--- Exercise requirements ---
Put the lines of the data below into a numbered list, leaving out blank lines. Begin at the line that has "Isolate amber turn" and stop after the line that has "[[0, 535, 545, 972]]".

--- Data for this task ---
* START *
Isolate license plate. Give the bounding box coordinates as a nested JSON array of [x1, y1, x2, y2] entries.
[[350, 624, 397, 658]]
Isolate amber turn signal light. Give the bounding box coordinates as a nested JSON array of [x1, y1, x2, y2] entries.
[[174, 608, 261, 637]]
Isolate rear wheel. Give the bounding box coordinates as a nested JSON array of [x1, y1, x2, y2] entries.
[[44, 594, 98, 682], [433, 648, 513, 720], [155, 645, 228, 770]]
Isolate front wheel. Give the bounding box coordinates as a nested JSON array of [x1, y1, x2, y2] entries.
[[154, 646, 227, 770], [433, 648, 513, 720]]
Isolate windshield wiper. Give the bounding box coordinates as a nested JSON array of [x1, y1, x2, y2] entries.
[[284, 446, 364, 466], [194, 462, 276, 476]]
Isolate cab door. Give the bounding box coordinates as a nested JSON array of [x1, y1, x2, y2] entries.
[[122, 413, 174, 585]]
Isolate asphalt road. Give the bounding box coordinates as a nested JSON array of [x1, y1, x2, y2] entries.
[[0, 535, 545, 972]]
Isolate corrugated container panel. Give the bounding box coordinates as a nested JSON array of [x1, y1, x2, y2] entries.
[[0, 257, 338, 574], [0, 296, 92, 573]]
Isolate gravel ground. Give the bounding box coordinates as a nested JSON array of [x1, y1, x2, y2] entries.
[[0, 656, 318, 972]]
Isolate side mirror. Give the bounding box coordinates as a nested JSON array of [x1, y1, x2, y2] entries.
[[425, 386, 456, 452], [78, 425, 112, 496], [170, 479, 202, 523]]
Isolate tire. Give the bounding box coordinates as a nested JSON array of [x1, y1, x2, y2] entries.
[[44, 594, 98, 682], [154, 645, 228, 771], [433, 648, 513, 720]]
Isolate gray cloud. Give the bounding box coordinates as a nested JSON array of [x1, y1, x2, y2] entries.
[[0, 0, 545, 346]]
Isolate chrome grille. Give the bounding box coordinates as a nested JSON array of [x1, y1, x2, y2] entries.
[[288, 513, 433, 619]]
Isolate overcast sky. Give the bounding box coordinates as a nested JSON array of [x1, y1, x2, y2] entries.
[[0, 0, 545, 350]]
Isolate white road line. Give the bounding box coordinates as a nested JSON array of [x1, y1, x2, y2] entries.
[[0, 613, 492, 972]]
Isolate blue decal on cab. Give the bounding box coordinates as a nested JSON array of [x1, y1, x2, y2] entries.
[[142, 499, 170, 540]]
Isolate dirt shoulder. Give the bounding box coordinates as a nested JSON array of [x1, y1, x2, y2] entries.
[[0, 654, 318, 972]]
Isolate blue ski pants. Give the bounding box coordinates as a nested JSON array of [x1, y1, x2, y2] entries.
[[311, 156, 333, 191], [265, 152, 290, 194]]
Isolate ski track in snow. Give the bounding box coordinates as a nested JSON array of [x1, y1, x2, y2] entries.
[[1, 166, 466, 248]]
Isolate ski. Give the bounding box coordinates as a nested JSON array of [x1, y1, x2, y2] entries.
* END *
--- Result for this exercise ---
1. Isolate amber turn signal light. Give the bounding box coordinates as a nested JSON array of [x1, y1, x2, y2] entries.
2. [[174, 608, 261, 637]]
3. Isolate rear wheel. Give the bounding box coordinates as a nested JSON array of [x1, y1, x2, y2] entries.
4. [[44, 594, 98, 682], [433, 648, 513, 720], [155, 645, 228, 770]]
5. Isolate front wheel. Give the bounding box coordinates as a nested JSON array of [x1, y1, x2, y2] entries.
6. [[154, 646, 227, 770], [433, 648, 513, 720]]
7. Isolate windshield wiper. Give the bounding box coordinates as a nested JSON array of [x1, y1, x2, y2] entries.
8. [[284, 446, 364, 466], [194, 462, 276, 476]]
9. Isolate cab door. Give the bounding box coordinates as a nested JSON array of [x1, y1, x2, y2] entries.
10. [[122, 413, 174, 585]]
11. Isolate asphalt road. Give the bounding box coordinates as a nested JSON array of [x1, y1, x2, y2] entries.
12. [[0, 535, 545, 972]]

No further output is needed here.